**STATED GOAL**
Reproduce the lines below from the one that contains "Each instance of the black jacket" through the end, inclusive, and add nothing.

begin ENTRIES SUPPLIED

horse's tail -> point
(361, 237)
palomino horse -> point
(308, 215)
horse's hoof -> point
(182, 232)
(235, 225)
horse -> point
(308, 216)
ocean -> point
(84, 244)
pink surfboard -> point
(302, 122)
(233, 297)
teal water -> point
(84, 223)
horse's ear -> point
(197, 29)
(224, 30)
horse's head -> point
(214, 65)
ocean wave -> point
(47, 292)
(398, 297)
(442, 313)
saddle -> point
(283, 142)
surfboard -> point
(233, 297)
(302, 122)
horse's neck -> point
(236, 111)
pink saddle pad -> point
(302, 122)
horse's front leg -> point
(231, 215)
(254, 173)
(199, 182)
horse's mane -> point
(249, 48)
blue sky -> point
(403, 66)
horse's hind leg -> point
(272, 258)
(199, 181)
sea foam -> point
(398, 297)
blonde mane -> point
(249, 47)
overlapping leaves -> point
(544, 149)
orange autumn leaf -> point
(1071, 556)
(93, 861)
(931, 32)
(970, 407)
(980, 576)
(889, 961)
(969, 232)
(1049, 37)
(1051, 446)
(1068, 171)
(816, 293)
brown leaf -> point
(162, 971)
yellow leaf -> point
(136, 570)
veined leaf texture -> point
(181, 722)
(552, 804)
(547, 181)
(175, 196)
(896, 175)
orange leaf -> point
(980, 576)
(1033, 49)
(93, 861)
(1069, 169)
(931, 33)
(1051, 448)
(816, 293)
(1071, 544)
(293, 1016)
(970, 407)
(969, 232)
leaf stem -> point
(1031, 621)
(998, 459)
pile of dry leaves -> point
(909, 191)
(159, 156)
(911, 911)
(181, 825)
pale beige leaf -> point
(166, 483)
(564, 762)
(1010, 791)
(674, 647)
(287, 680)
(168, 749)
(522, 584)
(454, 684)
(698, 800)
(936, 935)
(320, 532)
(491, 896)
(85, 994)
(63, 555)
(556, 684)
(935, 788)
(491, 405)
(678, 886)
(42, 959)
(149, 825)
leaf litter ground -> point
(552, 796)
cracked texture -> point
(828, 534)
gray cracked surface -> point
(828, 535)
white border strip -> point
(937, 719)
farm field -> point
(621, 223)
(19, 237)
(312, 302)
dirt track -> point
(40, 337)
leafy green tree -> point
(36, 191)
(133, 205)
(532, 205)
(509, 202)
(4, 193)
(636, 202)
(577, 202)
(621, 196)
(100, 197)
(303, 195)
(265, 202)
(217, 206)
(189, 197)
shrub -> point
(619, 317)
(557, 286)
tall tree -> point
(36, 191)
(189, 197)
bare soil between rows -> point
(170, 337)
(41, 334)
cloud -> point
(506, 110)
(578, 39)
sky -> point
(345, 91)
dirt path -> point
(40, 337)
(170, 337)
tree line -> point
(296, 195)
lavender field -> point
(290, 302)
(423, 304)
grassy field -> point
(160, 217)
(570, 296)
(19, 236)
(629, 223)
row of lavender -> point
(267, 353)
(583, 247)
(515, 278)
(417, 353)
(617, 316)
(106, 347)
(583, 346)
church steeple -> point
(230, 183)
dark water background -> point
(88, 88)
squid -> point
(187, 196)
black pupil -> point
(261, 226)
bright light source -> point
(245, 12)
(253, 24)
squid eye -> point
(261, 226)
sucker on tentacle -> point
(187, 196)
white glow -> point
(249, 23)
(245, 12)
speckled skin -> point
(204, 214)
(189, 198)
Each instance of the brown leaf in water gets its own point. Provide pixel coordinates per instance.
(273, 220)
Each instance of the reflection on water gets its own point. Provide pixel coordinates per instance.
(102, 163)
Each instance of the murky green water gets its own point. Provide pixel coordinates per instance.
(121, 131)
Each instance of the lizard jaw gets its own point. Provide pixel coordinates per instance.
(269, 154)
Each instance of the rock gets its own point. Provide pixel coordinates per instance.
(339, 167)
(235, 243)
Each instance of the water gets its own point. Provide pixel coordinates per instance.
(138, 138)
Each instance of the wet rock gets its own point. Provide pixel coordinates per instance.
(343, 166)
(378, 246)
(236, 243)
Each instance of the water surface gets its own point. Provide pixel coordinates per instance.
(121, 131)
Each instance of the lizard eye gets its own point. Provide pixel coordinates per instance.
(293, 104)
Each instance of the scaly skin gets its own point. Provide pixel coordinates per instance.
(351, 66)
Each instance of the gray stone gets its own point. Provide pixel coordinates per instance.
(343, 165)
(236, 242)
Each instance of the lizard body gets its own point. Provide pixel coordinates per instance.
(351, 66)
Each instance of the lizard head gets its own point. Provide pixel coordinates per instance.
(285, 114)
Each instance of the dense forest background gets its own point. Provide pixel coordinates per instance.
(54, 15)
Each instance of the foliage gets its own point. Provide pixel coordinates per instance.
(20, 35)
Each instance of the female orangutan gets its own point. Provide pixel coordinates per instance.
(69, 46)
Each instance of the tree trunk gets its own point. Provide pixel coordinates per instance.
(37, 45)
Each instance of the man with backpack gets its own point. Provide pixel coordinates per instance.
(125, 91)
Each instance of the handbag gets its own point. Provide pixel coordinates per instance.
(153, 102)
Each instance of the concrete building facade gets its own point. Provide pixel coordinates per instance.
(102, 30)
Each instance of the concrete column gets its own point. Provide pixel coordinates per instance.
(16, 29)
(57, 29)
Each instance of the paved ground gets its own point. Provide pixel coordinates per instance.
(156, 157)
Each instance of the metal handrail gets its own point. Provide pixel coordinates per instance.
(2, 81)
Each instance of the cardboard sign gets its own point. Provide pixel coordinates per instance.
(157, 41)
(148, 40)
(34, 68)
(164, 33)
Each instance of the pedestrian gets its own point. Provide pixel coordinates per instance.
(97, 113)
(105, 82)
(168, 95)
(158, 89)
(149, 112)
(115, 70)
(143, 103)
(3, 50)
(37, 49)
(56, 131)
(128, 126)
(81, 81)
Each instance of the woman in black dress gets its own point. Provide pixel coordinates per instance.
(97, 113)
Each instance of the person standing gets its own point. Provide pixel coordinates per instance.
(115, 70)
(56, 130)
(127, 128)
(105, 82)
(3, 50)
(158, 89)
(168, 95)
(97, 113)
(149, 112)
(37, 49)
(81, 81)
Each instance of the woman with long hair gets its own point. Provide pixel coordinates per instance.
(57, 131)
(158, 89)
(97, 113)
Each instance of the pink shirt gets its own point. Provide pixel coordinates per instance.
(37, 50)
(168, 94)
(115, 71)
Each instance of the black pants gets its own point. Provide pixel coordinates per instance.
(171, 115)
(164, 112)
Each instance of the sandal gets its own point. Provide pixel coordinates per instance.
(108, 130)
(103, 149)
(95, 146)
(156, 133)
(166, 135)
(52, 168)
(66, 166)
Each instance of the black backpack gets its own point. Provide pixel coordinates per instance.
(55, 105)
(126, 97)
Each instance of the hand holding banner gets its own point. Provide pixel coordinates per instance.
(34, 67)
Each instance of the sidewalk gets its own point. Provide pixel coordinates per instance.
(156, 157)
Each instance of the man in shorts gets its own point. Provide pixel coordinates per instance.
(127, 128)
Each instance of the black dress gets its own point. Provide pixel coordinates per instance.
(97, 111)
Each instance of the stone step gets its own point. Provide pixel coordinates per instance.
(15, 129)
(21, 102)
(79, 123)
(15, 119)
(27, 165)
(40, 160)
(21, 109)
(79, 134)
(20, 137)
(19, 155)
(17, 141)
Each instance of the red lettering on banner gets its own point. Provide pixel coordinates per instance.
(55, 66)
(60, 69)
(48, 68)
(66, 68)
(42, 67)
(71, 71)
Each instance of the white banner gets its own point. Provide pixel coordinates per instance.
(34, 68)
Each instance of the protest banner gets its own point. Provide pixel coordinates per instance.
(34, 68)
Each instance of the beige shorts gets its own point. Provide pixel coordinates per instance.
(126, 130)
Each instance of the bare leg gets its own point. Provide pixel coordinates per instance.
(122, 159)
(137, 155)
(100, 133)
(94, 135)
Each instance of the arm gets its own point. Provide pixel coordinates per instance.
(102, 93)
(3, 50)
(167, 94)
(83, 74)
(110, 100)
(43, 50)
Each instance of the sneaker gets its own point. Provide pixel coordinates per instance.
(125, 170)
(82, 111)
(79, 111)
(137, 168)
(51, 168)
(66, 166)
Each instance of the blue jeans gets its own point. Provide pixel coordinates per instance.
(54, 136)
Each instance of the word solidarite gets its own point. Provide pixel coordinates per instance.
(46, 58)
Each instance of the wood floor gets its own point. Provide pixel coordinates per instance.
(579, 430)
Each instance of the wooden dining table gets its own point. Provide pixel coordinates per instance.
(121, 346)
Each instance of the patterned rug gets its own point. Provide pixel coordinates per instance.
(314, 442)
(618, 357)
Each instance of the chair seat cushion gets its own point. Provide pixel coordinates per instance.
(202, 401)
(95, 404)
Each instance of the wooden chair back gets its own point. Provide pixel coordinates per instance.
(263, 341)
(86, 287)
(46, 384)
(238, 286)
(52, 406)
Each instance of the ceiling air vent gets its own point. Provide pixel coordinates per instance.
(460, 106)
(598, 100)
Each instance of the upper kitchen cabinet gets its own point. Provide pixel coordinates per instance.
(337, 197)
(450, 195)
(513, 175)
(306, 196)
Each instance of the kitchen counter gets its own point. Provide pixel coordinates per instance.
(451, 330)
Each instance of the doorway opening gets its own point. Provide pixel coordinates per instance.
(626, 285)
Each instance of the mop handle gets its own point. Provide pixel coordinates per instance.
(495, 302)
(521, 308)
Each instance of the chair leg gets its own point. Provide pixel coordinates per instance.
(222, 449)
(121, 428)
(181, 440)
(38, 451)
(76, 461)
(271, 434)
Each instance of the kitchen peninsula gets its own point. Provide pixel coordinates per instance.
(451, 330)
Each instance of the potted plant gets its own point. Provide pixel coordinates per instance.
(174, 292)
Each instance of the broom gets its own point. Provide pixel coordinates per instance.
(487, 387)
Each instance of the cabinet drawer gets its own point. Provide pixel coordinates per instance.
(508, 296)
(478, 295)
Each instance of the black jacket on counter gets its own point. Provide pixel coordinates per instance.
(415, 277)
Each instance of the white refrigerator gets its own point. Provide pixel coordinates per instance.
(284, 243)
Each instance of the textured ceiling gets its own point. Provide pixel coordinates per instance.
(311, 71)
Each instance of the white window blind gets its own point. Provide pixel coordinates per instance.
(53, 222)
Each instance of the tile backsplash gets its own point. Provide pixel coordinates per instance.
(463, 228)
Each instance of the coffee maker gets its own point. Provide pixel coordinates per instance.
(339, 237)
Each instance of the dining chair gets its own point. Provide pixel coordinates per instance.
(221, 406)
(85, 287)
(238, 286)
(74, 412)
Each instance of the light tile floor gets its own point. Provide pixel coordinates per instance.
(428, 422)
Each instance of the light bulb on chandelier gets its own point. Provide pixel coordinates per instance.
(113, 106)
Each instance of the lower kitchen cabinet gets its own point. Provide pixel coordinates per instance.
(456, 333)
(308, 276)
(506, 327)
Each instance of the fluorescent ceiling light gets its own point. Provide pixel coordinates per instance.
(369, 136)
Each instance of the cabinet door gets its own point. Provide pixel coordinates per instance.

end ENTRIES SUPPLIED

**COMPLETE RESPONSE**
Each instance of the black jacket on counter gets its own point. Provide pixel coordinates per instance.
(415, 277)
Each instance of the white refrigerator gets its own point. Provide pixel coordinates per instance.
(284, 243)
Each instance of the textured ceiling gets its own point. Provide pixel coordinates per instance.
(311, 71)
Each instance of the white window blind gets its own point. Provide pixel coordinates per instance.
(53, 222)
Each instance of the tile backsplash gets its own point. Provide pixel coordinates per instance.
(463, 228)
Each instance of the coffee maker gets its own point. Provide pixel coordinates per instance.
(339, 237)
Each instance of the dining chair gets its own point. Provide pixel coordinates per instance.
(221, 406)
(85, 287)
(238, 286)
(74, 412)
Each instance of the light tile floor gets its own point. Provide pixel coordinates per instance.
(428, 422)
Each instance of the light bulb on chandelier gets its own point. Provide pixel coordinates per instance.
(113, 106)
Each instance of the lower kitchen cabinet gets its own point. Provide pixel coordinates per instance.
(456, 333)
(308, 276)
(506, 327)
Each instance of the fluorescent ceiling light gets its own point. Provide pixel coordinates per instance.
(369, 136)
Each instance of the cabinet door gets its own point. Provide pixel coordinates per instance.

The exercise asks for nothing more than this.